**Exercise materials:**
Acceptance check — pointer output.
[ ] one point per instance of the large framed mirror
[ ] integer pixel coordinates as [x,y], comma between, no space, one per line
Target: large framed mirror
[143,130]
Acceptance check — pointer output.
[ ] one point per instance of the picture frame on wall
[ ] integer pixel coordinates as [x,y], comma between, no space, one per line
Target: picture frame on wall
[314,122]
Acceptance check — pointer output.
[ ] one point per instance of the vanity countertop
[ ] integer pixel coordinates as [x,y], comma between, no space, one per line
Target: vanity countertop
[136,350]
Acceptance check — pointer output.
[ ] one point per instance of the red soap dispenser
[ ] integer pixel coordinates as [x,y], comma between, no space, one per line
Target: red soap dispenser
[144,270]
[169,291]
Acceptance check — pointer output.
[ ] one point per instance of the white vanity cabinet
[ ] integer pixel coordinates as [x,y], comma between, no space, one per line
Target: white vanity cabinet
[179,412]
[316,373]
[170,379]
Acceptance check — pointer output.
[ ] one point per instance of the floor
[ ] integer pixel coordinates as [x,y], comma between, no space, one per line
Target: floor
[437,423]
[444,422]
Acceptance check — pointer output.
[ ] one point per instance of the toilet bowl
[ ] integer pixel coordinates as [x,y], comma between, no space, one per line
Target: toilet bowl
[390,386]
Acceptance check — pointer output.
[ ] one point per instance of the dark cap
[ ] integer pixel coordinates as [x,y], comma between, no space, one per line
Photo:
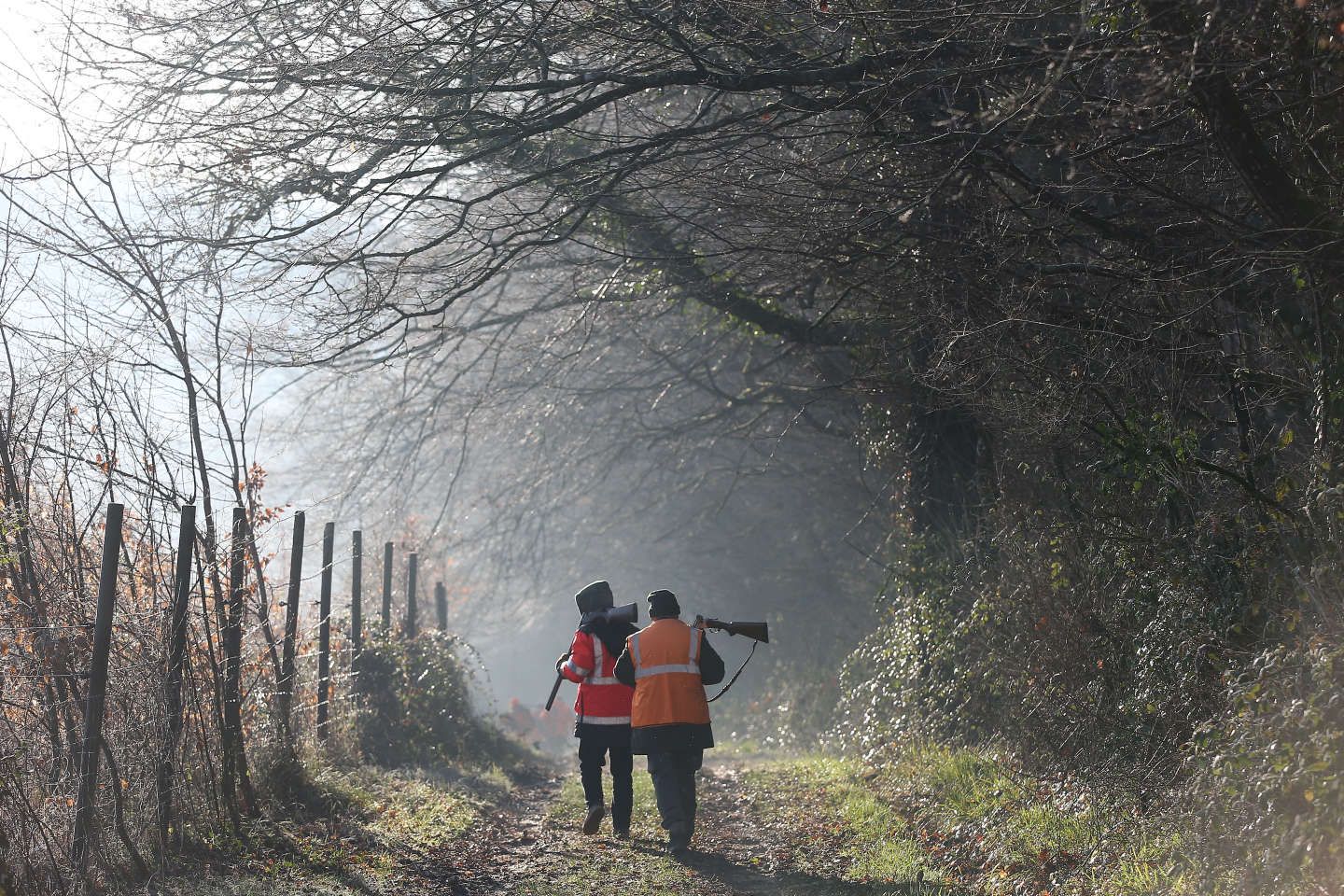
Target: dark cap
[595,596]
[663,605]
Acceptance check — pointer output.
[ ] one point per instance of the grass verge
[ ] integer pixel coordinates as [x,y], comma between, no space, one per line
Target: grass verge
[967,821]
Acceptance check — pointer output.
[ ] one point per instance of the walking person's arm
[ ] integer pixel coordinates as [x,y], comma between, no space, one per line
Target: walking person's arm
[580,664]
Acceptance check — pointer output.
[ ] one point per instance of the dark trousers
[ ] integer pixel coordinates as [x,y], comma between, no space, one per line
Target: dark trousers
[674,786]
[595,742]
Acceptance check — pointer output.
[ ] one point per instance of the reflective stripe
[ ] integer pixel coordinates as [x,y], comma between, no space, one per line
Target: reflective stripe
[668,669]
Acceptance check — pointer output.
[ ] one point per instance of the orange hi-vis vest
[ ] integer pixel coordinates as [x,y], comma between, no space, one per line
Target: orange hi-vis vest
[666,676]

**Required work:** What is needed is an exact output of the records above, with every picture left out.

**Problem solution:**
Acceptance check — pointer output.
[ ] one point per instance of the large framed mirror
[ ] integer pixel coordinates as [x,y], comma between, no space, one per line
Target: large framed mirror
[143,130]
Acceptance check — pointer output.
[ ] one point per instance of the picture frame on wall
[ ] integer pixel coordinates as [x,y], comma between, no space, one per line
Target: picture frame on wall
[314,122]
Acceptance check — pointer output.
[ ] one point per instance of the vanity countertop
[ ] integer pixel coordinates as [x,y], comma between, no space, one per line
Target: vanity countertop
[136,350]
Acceptance check — pointer output.
[ ] one point per instance of the red soap dispenser
[ ] integer pixel coordinates as [x,y], comma between, no space, one per line
Target: red soap dispenser
[144,270]
[169,291]
Acceptance check — pointer output.
[ ] one point per instance of the white vanity cabinet
[ ] integer pixel coordinates as [x,y], comma between, no space, one per line
Target: white vanity cabinet
[179,412]
[316,373]
[170,379]
Acceptance check — pointer output.
[ ] one point per instance of the floor
[ ] integer pixel coordinates as [x,y], comma between, no space, one per line
Target: floor
[437,423]
[444,422]
Acceptance check — pointer output.
[ ] one point per instance of the toilet bowl
[ ] integer pixel coordinates as [x,y], comma between, no space, one per line
Target: toilet bowl
[390,386]
Acceptance check — pointer output.
[ ] one point per instance of the dark cap
[ ] integer pixel coordinates as [x,y], comma between, no space, one per line
Photo:
Target: dark cap
[595,596]
[663,605]
Acceptance check — pointer output.
[ ] one point per instance of the grass verge
[ ] integer pixel coordinates as [x,y], comma between, no space, one per line
Target: grass verge
[967,821]
Acceptance check — pointer output.
[ ] one point per instance of the walking person's arm
[ ] integer pixel coordinates as [x,y], comma between, no space, one per line
Target: walking person's arm
[580,664]
Acceptance check — pointer output.
[ ] one point per instance of the dark trousers
[ ] integer pixel coordinates as [x,y], comma between, no space, one per line
Target: dark trousers
[674,786]
[595,742]
Acceptance check — pointer output.
[ ] one point per instance of the reflective stripe
[ ] integer pixel coordinates as [x,y], comma between, no space, one per line
Target: reflective stripe
[668,669]
Acceptance check — pointer output.
[ ] one point per instance of the orange hi-vis vest
[ ] integer pixel coordinates as [x,y], comma between, no space, one per line
Target: orange hi-vis vest
[666,676]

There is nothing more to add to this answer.